Point labeling dataset excerpts
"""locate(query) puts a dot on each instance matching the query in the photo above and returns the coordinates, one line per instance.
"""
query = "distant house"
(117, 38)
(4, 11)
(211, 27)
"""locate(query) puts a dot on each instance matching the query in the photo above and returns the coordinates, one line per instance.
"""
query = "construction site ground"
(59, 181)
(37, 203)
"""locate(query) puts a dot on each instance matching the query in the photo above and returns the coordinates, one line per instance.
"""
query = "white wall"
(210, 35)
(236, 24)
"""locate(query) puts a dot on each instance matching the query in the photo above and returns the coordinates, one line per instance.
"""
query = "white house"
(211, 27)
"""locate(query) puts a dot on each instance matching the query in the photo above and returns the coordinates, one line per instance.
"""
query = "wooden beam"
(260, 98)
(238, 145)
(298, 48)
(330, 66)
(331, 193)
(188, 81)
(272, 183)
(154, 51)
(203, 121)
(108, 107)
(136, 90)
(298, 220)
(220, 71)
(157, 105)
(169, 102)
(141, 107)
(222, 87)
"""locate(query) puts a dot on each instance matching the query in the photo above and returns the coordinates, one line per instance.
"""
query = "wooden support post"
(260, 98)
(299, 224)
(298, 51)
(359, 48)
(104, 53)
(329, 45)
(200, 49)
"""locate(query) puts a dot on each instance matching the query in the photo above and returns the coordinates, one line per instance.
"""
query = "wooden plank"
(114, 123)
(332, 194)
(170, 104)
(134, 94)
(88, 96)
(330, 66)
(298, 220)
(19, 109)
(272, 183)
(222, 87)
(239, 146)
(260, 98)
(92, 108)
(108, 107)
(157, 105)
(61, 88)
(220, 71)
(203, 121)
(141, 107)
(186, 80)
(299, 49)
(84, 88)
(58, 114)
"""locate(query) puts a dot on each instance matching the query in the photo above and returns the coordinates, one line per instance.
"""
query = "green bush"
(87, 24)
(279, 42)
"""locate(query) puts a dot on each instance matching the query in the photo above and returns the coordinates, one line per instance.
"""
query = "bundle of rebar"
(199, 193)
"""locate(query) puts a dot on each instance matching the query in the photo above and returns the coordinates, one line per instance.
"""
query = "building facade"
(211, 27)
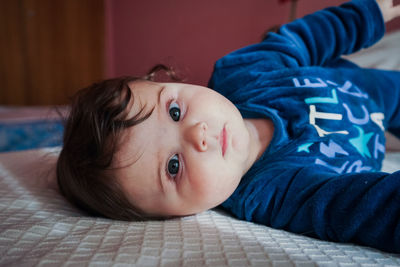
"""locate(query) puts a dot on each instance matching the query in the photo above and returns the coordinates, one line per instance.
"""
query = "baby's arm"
(315, 40)
(388, 10)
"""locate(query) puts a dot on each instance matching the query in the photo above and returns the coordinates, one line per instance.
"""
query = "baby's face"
(189, 155)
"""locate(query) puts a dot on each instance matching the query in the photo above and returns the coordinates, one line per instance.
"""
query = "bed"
(39, 227)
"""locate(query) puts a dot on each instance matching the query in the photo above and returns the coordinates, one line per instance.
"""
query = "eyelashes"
(173, 166)
(174, 111)
(173, 163)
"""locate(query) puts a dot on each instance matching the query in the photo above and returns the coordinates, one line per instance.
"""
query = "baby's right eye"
(174, 111)
(173, 166)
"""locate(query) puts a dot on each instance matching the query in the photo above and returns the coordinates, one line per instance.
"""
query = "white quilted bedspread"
(39, 228)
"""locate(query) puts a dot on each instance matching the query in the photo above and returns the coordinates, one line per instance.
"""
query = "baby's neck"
(261, 132)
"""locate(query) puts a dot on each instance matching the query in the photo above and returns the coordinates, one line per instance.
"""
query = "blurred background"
(51, 48)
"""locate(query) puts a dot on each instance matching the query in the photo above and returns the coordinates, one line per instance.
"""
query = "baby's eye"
(174, 111)
(173, 166)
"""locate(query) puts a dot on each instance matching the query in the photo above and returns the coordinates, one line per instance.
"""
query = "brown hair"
(96, 120)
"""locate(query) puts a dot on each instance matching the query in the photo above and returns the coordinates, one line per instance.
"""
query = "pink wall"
(190, 35)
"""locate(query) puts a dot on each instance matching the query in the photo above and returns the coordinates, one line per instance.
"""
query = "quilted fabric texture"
(39, 228)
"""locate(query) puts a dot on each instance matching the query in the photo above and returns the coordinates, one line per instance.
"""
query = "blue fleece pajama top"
(320, 175)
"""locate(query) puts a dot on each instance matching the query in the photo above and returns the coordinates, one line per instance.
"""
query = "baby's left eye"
(174, 111)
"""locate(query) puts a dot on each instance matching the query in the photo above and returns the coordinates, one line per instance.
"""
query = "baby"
(290, 136)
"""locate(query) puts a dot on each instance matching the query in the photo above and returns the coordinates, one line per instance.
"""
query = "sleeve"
(361, 208)
(313, 40)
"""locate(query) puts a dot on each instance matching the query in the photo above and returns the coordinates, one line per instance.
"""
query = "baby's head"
(135, 149)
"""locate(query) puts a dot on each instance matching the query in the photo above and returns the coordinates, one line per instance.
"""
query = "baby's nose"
(196, 136)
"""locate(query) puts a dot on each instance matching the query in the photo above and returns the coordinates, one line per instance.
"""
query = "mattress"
(38, 227)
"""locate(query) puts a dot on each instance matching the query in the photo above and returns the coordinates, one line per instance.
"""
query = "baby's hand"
(389, 11)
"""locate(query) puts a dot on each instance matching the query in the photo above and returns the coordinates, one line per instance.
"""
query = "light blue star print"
(304, 147)
(361, 142)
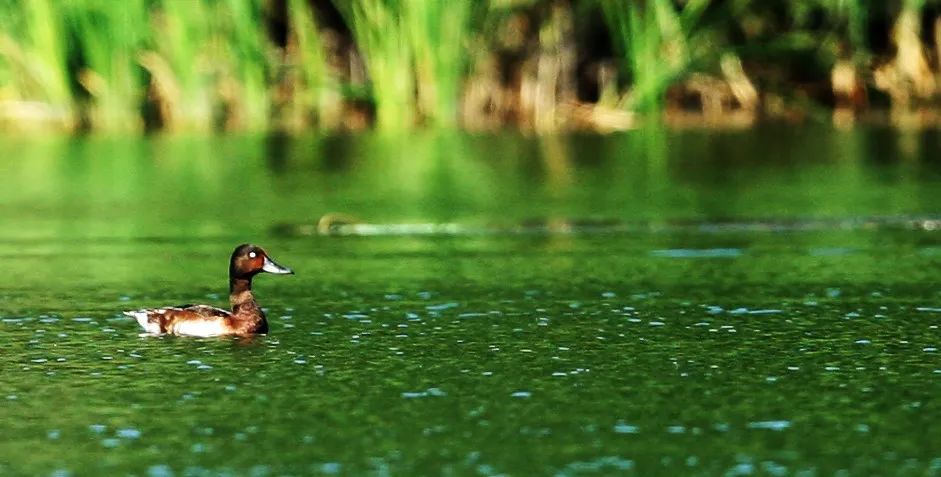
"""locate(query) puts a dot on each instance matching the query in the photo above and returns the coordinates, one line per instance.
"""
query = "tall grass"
(33, 59)
(180, 66)
(316, 97)
(381, 38)
(183, 65)
(439, 33)
(109, 37)
(416, 56)
(656, 42)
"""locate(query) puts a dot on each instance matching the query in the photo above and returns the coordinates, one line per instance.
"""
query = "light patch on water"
(430, 392)
(110, 442)
(625, 428)
(697, 253)
(600, 465)
(770, 425)
(128, 433)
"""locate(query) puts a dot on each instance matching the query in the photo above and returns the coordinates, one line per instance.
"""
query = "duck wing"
(190, 320)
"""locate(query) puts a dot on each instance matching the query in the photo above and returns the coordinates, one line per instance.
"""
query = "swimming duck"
(245, 319)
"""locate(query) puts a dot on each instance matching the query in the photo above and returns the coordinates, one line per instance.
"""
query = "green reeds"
(243, 60)
(34, 63)
(656, 43)
(439, 33)
(109, 37)
(416, 56)
(316, 96)
(179, 65)
(381, 39)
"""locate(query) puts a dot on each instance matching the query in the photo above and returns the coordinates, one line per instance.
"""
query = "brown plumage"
(246, 317)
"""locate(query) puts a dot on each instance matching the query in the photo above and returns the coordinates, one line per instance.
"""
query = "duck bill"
(271, 267)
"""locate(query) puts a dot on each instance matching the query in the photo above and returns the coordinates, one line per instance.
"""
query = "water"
(750, 303)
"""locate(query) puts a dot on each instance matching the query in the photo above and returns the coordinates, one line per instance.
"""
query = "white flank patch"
(144, 321)
(199, 328)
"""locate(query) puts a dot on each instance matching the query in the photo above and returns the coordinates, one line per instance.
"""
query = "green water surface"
(764, 302)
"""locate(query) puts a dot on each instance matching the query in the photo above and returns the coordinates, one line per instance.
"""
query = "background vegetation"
(543, 65)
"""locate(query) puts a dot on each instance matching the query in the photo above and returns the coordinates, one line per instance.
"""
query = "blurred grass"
(257, 65)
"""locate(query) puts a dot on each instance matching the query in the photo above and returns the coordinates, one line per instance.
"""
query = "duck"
(246, 317)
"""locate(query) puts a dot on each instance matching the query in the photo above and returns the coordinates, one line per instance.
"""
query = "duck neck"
(240, 295)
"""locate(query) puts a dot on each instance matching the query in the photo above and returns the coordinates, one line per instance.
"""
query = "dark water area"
(763, 302)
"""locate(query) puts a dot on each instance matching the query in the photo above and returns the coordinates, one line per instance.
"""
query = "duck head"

> **WHAT TO WORK ON**:
Please return every line of the material above that contains the string "quilted".

> **ANSWER FOR THE TASK**:
query = "white quilted bedspread"
query = "quilted fabric texture"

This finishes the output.